# Task prompt
Reproduce the records below without any change, beginning at their first line and stopping after the line that contains "[406,317,523,468]". Include both of those lines.

# Records provided
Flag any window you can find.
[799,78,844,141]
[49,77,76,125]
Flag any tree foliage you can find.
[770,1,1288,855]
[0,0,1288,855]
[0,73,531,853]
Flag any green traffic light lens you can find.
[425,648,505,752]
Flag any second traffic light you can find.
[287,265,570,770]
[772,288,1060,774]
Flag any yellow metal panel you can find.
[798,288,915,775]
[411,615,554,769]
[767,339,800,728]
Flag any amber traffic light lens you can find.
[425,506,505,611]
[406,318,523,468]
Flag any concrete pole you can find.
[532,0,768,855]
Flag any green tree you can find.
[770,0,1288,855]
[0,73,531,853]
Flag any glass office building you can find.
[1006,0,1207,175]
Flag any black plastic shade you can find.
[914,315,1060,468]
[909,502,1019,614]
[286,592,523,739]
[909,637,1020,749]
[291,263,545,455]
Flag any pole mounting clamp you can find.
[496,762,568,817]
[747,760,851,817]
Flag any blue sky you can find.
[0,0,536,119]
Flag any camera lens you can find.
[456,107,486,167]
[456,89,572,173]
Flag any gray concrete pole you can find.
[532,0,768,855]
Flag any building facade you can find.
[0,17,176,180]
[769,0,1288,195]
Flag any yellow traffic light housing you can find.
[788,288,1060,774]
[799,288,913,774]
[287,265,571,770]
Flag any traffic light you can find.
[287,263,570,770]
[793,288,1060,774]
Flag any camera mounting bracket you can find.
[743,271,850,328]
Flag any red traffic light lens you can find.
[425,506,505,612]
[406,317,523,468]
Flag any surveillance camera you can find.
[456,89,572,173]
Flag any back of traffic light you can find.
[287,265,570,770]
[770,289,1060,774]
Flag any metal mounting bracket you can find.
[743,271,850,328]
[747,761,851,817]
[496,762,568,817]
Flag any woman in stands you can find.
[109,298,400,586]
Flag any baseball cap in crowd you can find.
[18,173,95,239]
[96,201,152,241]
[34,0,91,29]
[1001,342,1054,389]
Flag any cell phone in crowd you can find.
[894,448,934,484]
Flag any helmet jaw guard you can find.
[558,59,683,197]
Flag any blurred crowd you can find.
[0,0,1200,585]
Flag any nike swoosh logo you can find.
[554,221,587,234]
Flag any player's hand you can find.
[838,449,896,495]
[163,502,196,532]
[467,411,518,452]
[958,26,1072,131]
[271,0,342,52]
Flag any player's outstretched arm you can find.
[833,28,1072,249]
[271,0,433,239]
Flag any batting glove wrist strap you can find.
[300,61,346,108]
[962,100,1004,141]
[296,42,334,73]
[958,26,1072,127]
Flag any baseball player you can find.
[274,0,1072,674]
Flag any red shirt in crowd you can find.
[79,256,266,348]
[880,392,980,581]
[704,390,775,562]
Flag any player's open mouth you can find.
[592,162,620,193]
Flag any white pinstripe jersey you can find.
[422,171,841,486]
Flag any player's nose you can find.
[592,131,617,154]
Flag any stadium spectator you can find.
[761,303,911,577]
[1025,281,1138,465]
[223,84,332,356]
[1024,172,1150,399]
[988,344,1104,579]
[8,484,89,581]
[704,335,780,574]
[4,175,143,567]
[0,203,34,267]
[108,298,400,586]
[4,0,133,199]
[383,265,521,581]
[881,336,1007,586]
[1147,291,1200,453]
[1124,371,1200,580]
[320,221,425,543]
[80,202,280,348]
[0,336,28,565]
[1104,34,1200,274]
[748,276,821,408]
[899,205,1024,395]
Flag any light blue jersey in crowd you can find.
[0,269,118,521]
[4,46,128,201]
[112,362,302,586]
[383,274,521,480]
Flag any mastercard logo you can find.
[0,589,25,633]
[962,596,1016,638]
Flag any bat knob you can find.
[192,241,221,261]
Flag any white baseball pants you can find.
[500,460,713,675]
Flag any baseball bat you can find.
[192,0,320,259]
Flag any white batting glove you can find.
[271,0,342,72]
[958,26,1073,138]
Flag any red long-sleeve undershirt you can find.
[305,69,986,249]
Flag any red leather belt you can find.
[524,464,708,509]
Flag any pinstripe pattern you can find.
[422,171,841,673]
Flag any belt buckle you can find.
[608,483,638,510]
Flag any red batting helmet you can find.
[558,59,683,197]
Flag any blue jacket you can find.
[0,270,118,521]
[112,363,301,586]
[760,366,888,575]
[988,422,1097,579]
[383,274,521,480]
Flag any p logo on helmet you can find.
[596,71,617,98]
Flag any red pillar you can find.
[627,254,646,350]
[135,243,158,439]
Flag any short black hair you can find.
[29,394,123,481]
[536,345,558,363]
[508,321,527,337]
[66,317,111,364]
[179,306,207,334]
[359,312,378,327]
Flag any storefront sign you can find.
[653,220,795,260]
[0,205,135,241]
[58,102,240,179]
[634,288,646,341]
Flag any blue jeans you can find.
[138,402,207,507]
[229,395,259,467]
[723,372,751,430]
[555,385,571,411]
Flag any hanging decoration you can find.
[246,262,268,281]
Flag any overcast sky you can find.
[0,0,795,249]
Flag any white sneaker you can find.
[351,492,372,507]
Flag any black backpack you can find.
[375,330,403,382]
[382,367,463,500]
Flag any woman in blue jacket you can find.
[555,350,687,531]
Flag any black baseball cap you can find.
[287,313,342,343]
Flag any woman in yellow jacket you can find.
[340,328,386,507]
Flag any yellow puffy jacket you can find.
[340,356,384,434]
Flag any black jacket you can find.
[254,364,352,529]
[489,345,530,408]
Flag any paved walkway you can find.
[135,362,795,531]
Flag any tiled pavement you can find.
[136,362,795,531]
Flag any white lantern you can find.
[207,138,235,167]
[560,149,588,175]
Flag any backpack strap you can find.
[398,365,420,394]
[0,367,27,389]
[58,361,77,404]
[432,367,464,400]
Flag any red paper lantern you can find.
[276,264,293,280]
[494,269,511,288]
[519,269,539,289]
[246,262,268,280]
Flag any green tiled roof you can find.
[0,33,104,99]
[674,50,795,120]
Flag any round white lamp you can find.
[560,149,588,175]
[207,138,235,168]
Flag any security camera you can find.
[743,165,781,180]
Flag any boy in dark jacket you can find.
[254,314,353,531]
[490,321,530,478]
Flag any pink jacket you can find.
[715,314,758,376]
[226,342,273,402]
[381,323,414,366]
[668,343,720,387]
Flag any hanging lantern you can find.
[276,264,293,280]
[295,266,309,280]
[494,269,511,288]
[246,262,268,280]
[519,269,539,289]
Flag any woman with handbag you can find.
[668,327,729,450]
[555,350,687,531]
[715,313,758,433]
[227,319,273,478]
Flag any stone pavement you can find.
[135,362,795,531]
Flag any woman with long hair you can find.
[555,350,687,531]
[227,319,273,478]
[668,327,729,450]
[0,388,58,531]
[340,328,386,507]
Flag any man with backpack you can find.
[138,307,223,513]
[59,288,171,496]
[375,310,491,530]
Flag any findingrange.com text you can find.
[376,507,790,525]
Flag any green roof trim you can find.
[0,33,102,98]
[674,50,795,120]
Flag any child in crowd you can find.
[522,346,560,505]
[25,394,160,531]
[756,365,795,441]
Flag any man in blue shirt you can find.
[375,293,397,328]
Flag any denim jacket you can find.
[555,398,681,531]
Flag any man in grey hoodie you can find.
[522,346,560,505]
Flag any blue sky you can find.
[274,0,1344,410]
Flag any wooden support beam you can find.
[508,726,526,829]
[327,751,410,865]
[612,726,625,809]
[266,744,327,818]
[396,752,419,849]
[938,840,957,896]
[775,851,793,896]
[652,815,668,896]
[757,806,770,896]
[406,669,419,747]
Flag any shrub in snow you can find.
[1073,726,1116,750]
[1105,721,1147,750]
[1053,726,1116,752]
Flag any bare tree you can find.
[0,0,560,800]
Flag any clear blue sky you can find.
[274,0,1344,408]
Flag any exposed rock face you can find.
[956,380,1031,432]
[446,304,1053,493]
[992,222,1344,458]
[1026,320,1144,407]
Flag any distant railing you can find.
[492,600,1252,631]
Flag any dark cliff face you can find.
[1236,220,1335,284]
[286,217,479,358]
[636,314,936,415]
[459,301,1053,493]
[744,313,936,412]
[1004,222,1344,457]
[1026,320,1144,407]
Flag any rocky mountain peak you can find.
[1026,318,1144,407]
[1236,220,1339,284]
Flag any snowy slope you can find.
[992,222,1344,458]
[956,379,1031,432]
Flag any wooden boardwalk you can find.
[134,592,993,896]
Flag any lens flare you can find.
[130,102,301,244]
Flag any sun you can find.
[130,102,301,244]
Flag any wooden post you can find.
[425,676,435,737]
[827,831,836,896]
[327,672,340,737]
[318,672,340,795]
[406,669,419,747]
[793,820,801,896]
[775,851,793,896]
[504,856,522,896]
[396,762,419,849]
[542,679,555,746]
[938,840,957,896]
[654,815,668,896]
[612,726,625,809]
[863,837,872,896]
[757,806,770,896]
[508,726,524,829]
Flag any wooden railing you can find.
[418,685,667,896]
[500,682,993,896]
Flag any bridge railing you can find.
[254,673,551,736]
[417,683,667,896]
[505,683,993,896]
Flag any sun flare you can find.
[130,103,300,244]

# Task result
Flag any window you can find.
[799,78,844,141]
[49,77,76,125]
Flag any tree foliage you can find.
[770,1,1288,855]
[0,0,1288,855]
[0,73,531,853]
Flag any green traffic light lens you can find.
[425,648,505,752]
Flag any second traffic light you can find.
[287,265,570,770]
[772,288,1060,774]
Flag any yellow metal panel you can find.
[798,288,915,775]
[411,615,554,769]
[767,339,800,728]
Flag any amber traffic light lens you can find.
[425,506,505,611]
[406,318,523,468]
Flag any concrete pole you can find.
[532,0,768,855]
Flag any green tree you can find.
[770,0,1288,855]
[0,73,531,853]
Flag any glass office building you can find.
[1006,0,1207,175]
Flag any black plastic shade you can find.
[914,315,1060,468]
[909,502,1019,614]
[286,592,523,739]
[909,637,1020,749]
[291,263,545,455]
Flag any pole mounting clamp you can find.
[496,762,568,817]
[747,760,851,817]
Flag any blue sky you can find.
[0,0,536,119]
Flag any camera lens you can find.
[456,107,486,167]
[456,89,572,173]
Flag any gray concrete pole you can find.
[532,0,768,855]
Flag any building facade you can find.
[0,17,176,180]
[769,0,1288,195]
Flag any yellow traffic light housing you can find.
[788,288,1060,774]
[799,288,913,774]
[287,265,571,770]
Flag any traffic light you can find.
[287,263,570,770]
[793,288,1060,774]
Flag any camera mounting bracket you can find.
[743,271,850,328]
Flag any red traffic light lens you can find.
[425,506,505,612]
[406,317,523,468]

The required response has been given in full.